[Input — start]
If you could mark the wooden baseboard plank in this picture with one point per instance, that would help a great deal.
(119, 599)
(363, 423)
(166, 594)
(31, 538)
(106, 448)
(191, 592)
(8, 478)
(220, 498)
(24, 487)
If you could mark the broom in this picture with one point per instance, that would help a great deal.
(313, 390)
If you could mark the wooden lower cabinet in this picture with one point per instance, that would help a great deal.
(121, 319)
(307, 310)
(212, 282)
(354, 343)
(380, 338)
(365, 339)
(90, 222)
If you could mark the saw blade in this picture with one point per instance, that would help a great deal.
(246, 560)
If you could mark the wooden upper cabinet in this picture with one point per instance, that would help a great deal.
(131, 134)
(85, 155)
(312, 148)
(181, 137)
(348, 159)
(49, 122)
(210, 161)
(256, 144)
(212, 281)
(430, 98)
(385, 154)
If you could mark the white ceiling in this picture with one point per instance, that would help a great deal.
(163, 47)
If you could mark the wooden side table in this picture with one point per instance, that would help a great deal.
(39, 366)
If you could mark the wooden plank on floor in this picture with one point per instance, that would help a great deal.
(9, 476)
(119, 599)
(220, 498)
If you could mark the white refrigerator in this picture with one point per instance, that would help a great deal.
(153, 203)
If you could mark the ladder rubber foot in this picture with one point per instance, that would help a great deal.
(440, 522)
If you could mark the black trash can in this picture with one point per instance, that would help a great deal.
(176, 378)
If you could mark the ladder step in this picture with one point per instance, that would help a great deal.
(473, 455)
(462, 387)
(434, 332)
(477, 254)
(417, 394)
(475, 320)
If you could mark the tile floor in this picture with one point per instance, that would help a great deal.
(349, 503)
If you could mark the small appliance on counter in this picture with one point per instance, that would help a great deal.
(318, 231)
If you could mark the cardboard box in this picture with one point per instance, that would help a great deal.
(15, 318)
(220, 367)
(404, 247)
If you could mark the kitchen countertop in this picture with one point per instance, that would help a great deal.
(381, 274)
[Input — finish]
**Exercise details**
All of the material is to be copied word for word.

**Response to this task**
If you could mark the wooden baseboard plank in this picture with one point per instance, that would help a great deal.
(119, 599)
(363, 423)
(166, 594)
(31, 538)
(106, 448)
(191, 592)
(8, 478)
(220, 498)
(24, 487)
If you could mark the broom in this picture with one point per instance, that would help a great deal.
(313, 390)
If you could mark the wooden lower cabinet in this picture with one point per instance, that would help a great deal.
(121, 319)
(307, 310)
(212, 282)
(354, 343)
(380, 338)
(365, 339)
(90, 222)
If you could mark the saw blade in this picture with one point per instance, that would help a great deal.
(246, 560)
If you could mark the wooden upper cabinet in this picture with one point per instance, that would help a great deal.
(131, 134)
(85, 155)
(312, 148)
(181, 137)
(348, 159)
(49, 122)
(210, 161)
(256, 144)
(212, 281)
(430, 98)
(385, 154)
If you could mark the white ceiling in this picture with one point per instance, that would help a great deal.
(163, 47)
If you could mark the wooden side table in this picture with one point per instance, that would help a great deal.
(39, 366)
If you could mark the wooden plank on floor in this picture with one point per instance, that would help a great deal.
(9, 476)
(119, 599)
(220, 498)
If you could mark the white refrigerator in this picture with one point per instance, that would help a great deal.
(153, 203)
If you could mark the ladder rubber foot in this picture with one point per instance, that would help a great deal.
(440, 522)
If you could mark the black trash can in this picture with one point per instance, that would help a great deal.
(176, 378)
If you could mark the ladder step in this picture with one point per instance, that would help a great deal.
(473, 455)
(462, 387)
(434, 332)
(477, 254)
(417, 394)
(475, 320)
If you could mark the tile floor in this picture with one point per instance, that would help a great deal.
(349, 503)
If you could mark the small appliance on counter in this picture with one point per instance, that would help a great deal.
(318, 231)
If you could mark the cardboard box in this picture with one point per instance, that would help a great deal.
(15, 318)
(220, 367)
(404, 247)
If you could mark the kitchen countertop in this picture with one point per instance, that would help a great deal.
(381, 274)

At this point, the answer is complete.